● Exercise objective
The lines from the one holding "Can you find the blue" to the end of the records below, exactly as written, are the only thing to return.

*** Opening Entries shown ***

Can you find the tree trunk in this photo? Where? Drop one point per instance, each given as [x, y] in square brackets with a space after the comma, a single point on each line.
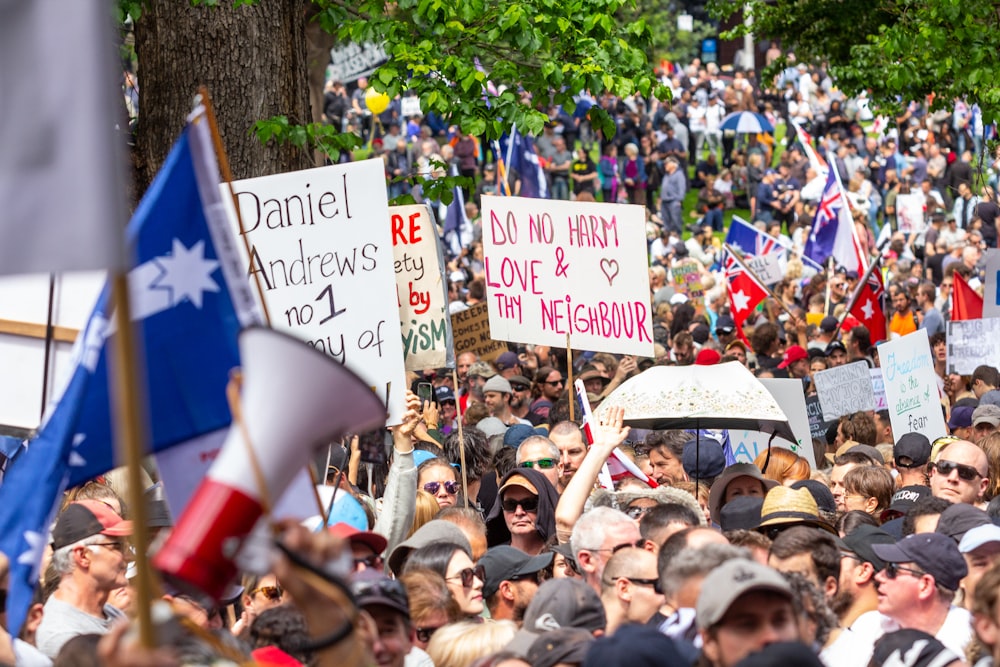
[251, 58]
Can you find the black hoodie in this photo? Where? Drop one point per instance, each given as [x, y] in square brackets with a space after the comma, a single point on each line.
[548, 498]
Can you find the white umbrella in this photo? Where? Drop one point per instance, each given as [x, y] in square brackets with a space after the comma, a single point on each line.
[676, 397]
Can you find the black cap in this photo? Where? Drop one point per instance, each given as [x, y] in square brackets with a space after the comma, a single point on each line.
[914, 447]
[503, 563]
[860, 540]
[934, 553]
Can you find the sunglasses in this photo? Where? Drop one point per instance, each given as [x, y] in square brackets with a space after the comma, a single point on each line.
[469, 575]
[372, 561]
[892, 571]
[451, 488]
[543, 464]
[270, 592]
[509, 505]
[966, 473]
[655, 583]
[424, 634]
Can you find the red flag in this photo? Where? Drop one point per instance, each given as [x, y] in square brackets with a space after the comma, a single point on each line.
[869, 305]
[965, 303]
[745, 293]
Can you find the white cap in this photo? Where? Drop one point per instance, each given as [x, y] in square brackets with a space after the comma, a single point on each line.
[978, 536]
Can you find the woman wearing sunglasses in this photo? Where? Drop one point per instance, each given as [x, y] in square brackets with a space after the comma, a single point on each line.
[454, 563]
[524, 514]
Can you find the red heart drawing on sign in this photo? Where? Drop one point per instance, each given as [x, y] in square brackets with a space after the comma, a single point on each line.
[610, 269]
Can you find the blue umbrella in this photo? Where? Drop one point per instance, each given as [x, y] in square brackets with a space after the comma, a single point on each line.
[747, 122]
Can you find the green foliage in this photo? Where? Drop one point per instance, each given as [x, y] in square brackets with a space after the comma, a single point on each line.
[551, 50]
[899, 50]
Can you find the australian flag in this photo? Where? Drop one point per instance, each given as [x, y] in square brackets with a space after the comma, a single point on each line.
[189, 301]
[522, 157]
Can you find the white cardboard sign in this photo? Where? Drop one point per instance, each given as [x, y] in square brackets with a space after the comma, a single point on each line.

*** Closing Entries shown ***

● Problem solution
Can you find the blue umbrella in this photo? Where? Drop one point per instance, each given as [x, y] in square brackets with a space after the comma, a single point on each line.
[747, 122]
Can you find the green foliage in this photo? Where? Drop one point per instance, each given as [x, y] in square brackets with a space after the comma, a single point on each line.
[551, 50]
[899, 50]
Can you find the australian flag in this photo? Where? Drop one point per instance, each given as [x, y] in square brackets with a space after the comma, a single point on each line.
[189, 301]
[522, 157]
Can you find the white cardboard sign in this photo? Where? Drop one point per instance, each given as [x, y] in square brackets with a space after the comma, a single point on each line.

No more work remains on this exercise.